The arrest, detention and refoulement of Iraqi refugees and asylum
seekers in Lebanon is a growing concern in the context of the deteriorating
security situation in Iraq. Humanitarian
assistance by itself will not protect the Iraqis from being arrested, detained
and deported UNHCR’s focus must not only be on humanitarian assistance to the
Iraqi refugees in the region, but also on establishing a full protection regime.
Lebanon
is not a party to the 1951 Refugee Convention and does not have an effective
legislation regulating asylum. Therefore,
the majority of refugees in Lebanon lack legal status and are treated as illegal
migrants.
There
are no official statistics but there may be more than 40,000 Iraqi refugees in
Lebanon. Restrictive measures by
Lebanon and other Arab country hinder Iraqis from seeking safer haven in
neighboring countries. As a result,
Iraqi refugees find it next to impossible to obtain an entry visa to Lebanon so
they enter Lebanon illegally, often assisted by smugglers.
While
the international community was reluctant to acknowledge that many Iraqis fled
their country before and during the first years of the US led Coalition’s
invasion of Iraq, it was forced to admit the magnitude of the refugee influx
after the bombing of the holy Shiite shrine in Samarra on 22 February 2006 that
marked the rise of sectarian violence inside Iraq. The “Temporary Protection” regime implemented by UNHCR
since 2003 whereby Iraqis should have been protected against refoulement has
been replaced in January 2007 by the recognition of Iraqi refugees on a prima
facie basis. Yet, both regimes
have not been effective in providing protection for Iraqi refugees.

SHORT PROBLEM 1: According to the text on Iraqi refugees in Lebanon, what replaced UNHCR's "Temporary Protection" regime, and when?
SHORT PROBLEM 2: List every year mentioned in the text on Iraqi refugees in Lebanon.
SHORT PROBLEM 3: Continue the text on Iraqi refugees in Lebanon from its last sentence.

DATASET CONTENT:

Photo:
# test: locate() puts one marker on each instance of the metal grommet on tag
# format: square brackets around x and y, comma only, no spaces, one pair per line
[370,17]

TASK RESULT 1: In January 2007, it was replaced by the recognition of Iraqi refugees on a prima facie basis.

TASK RESULT 2: 1951, 2003, 2006, 2007

TASK RESULT 3:
The
magnitude of the Iraqi refugee influx in the region raises fears of
‘Palestinisation’ of their plight. The
international community is focusing almost solely on humanitarian assistance,
rather than the search for durable solutions.
Lebanon – like other Arab states – is reluctant to improve the legal
status and living conditions of Iraqi refugees for fear they will once again
have to carry a hosting burden which will carry on for decade after decade.
As a
result, their illegal status denies them any form of socio-economic protection
from the Lebanese authorities. The
options for a regularization of their status are not adapted to their
conditions. With no adequate
assistance from UNHCR and NGOs to cover their basic needs, they are forced to
work illegally and can readily be exploited.
Further, access to education and health care are extremely limited and
child labor is increasing.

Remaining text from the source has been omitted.